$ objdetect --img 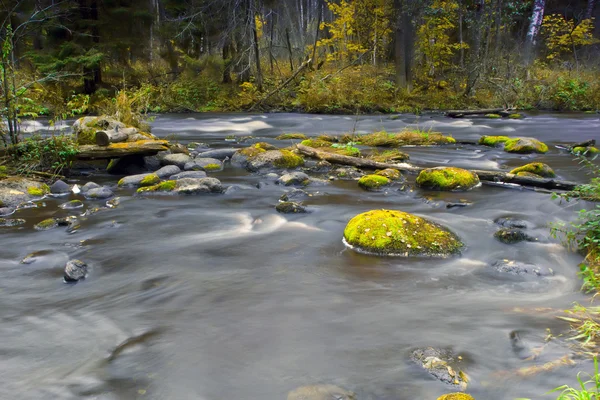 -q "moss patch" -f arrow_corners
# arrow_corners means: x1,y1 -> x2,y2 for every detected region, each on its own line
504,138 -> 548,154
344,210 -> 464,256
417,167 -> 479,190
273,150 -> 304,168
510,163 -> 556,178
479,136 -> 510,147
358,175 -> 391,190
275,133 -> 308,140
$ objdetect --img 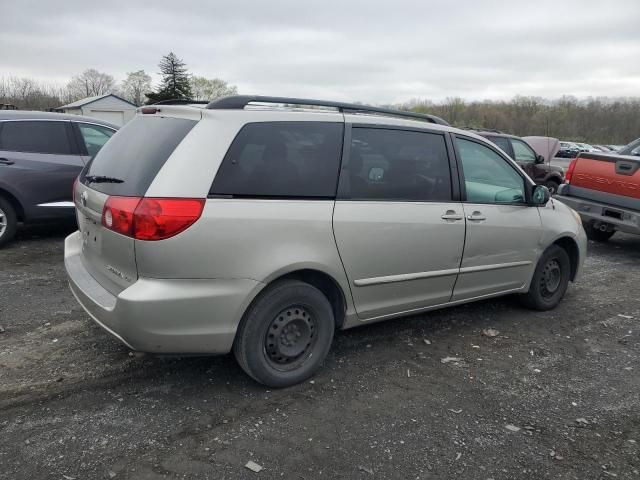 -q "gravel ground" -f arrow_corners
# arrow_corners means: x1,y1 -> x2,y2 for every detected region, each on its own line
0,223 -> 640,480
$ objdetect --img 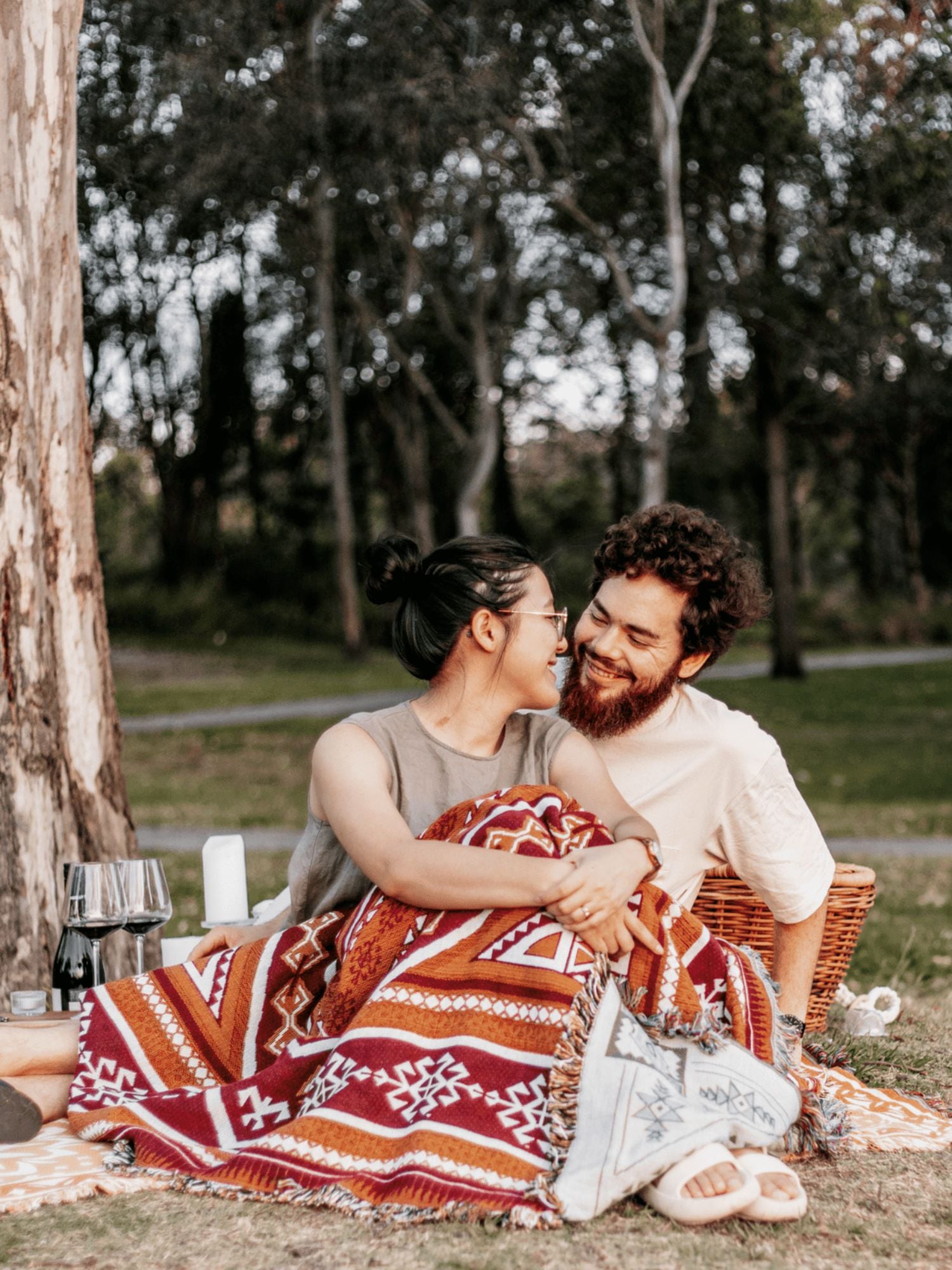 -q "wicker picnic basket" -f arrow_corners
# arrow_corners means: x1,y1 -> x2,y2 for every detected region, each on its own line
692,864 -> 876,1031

--

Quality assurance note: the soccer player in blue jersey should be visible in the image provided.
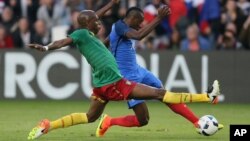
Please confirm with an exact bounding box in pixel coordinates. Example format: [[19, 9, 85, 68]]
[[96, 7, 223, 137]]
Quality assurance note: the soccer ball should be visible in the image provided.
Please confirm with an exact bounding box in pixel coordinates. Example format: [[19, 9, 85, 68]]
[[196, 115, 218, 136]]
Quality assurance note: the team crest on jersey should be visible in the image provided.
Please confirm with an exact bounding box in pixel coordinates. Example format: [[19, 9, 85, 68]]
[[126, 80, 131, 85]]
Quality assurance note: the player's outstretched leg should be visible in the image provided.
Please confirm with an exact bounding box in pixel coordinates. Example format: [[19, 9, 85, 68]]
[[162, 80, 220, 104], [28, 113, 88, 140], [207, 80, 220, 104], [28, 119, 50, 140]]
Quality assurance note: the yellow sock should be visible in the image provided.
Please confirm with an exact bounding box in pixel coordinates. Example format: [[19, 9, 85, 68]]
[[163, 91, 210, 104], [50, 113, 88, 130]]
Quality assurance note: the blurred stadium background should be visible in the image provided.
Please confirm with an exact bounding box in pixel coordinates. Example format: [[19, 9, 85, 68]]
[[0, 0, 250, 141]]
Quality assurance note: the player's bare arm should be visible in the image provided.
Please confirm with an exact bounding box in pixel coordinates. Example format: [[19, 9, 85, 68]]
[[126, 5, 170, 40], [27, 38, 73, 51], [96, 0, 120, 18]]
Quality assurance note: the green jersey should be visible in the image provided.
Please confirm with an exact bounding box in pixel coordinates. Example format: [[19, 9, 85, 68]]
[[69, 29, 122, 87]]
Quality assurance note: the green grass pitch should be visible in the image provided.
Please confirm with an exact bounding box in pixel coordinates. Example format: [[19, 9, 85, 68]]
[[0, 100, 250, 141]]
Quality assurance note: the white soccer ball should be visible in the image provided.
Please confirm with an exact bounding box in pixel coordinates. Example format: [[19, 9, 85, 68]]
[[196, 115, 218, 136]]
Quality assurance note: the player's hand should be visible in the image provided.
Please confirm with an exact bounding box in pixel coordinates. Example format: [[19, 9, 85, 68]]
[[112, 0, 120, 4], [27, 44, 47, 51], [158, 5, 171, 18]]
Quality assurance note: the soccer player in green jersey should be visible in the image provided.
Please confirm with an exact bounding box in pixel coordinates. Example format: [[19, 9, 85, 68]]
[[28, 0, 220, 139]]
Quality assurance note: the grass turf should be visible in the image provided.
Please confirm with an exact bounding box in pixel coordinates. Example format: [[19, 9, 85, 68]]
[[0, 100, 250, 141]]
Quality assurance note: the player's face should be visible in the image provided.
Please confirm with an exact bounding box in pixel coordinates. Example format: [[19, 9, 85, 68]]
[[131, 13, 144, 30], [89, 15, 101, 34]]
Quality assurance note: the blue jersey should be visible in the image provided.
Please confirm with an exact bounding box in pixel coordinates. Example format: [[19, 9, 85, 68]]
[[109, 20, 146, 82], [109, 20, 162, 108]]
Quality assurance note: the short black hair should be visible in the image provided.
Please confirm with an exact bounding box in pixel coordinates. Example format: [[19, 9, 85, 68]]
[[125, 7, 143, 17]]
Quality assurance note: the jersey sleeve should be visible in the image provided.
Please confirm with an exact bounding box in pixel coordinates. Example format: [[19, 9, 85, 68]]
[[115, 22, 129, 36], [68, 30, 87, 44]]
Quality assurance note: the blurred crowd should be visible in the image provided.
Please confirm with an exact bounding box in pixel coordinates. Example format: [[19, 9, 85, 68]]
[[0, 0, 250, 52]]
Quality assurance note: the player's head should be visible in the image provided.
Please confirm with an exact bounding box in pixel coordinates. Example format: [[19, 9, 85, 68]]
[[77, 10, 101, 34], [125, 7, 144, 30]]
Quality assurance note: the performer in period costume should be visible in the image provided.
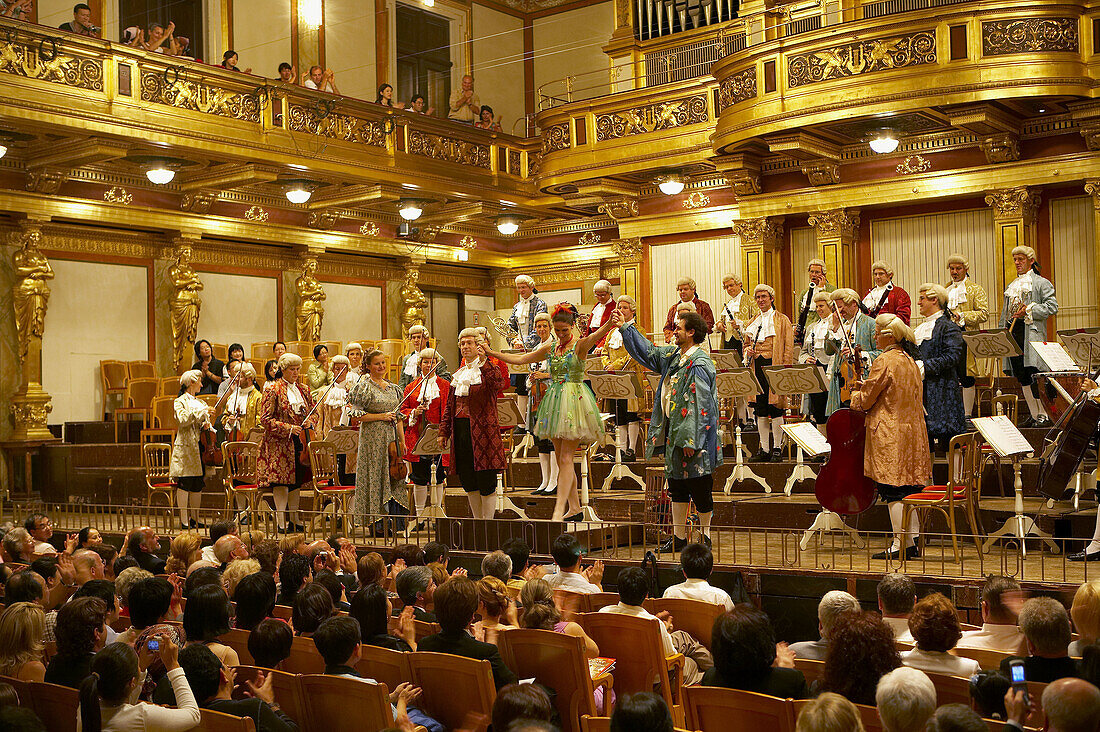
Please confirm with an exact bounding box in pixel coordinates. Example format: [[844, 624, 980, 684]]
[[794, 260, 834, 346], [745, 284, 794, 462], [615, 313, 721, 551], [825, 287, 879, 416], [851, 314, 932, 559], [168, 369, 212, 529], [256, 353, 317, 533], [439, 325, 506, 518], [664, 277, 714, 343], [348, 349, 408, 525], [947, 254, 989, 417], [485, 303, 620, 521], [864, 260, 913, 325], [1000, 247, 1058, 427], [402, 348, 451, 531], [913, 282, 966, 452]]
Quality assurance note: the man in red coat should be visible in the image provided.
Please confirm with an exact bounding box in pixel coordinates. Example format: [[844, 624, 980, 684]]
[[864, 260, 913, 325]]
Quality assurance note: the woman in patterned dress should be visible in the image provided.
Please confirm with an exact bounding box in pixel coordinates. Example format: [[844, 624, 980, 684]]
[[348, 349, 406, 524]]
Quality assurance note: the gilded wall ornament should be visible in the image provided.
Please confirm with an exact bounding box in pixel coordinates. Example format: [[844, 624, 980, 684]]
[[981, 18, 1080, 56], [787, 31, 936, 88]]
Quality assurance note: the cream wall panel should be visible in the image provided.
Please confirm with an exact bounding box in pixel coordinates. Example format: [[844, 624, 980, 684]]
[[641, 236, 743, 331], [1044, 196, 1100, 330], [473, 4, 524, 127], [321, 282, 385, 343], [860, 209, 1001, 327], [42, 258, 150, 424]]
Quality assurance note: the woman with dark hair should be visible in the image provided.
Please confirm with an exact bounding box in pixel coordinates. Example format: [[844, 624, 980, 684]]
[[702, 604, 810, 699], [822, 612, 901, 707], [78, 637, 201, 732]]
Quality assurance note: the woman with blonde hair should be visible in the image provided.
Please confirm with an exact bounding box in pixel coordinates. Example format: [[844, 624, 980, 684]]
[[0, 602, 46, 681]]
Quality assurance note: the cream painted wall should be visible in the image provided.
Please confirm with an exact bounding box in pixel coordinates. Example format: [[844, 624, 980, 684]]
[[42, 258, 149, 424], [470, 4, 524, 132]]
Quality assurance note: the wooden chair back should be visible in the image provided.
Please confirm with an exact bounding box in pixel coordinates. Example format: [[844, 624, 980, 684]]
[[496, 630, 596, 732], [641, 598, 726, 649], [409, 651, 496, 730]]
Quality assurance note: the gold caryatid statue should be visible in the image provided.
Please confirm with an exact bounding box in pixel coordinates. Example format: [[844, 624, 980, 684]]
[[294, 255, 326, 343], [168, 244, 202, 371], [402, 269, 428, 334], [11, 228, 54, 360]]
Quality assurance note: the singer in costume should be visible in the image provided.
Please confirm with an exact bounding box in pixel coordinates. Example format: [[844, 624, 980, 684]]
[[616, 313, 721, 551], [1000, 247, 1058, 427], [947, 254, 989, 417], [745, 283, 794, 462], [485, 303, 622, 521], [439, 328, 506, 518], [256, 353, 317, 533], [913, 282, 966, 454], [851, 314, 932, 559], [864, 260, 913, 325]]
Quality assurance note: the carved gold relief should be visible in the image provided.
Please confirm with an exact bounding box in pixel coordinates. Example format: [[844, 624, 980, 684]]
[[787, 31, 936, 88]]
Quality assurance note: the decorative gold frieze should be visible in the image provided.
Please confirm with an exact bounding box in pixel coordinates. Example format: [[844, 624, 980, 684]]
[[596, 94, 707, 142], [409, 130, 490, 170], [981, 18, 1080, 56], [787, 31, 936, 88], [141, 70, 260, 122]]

--

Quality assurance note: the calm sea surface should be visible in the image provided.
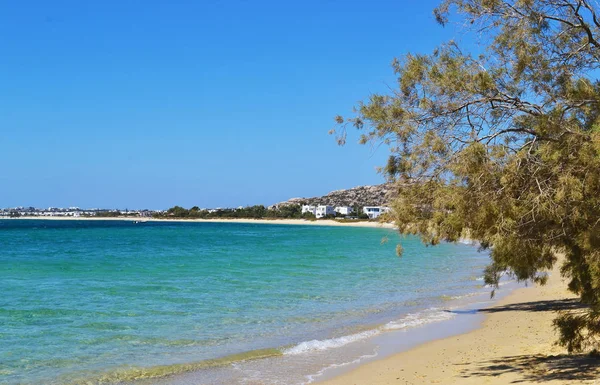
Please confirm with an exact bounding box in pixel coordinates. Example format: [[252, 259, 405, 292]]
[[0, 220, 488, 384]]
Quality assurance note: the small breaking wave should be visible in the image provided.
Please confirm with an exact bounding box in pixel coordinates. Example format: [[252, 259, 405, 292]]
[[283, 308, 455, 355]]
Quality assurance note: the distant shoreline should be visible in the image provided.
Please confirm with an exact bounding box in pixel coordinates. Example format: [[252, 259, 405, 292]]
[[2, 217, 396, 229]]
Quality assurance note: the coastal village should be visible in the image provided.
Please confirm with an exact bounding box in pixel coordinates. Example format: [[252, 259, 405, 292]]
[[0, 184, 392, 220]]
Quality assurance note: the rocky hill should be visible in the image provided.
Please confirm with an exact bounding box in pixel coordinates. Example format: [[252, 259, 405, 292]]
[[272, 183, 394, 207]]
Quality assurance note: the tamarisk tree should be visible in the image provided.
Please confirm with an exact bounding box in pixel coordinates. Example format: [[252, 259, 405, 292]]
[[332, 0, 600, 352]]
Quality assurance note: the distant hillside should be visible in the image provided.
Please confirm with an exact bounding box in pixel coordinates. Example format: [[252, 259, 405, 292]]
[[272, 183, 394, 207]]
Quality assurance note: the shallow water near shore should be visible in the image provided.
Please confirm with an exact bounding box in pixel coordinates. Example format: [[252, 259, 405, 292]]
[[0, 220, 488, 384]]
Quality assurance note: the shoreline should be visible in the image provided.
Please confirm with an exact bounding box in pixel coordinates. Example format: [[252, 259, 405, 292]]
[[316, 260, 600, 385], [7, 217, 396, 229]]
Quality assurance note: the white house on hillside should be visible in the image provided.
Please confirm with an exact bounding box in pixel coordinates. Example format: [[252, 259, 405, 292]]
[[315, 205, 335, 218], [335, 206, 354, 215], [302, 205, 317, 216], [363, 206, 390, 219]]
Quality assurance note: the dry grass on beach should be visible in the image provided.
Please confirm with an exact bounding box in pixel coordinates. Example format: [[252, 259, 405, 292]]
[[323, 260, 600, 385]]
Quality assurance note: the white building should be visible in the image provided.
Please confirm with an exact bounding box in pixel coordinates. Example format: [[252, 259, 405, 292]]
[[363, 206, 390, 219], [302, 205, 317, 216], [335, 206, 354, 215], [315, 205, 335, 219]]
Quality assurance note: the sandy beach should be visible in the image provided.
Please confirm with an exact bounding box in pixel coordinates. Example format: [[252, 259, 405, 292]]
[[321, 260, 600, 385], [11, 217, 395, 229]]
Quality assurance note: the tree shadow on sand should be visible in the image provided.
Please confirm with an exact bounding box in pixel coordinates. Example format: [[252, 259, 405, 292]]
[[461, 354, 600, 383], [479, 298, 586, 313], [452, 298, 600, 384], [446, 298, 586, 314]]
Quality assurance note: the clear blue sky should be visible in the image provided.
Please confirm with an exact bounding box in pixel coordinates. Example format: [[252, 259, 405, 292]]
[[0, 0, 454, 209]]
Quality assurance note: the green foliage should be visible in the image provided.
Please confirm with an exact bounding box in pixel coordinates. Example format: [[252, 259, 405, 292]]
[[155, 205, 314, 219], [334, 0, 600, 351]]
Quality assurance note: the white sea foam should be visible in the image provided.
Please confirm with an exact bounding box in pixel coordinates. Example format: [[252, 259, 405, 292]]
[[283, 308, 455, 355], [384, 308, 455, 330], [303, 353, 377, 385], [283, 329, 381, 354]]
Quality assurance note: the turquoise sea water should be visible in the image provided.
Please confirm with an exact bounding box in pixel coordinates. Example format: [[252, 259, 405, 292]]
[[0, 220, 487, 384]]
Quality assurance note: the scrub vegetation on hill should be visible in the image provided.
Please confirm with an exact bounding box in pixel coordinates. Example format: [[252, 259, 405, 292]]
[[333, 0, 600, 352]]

--

• SET TASK: List each line in the records above that contains the word "jersey", copied in full.

• TASK RESPONSE:
Quality assurance note: the soccer player in blue jersey should be visible in the image provided.
Quality assurance note: the team crest on jersey should be visible in the image provided.
Quality assurance note: the green jersey should be visible in the image provided.
Quality assurance note: the soccer player in green jersey should be visible in the image provided.
Quality assurance note: the blue jersey should be visible in the image provided.
Quality assurance note: the jersey sleeve should be visible in the image provided.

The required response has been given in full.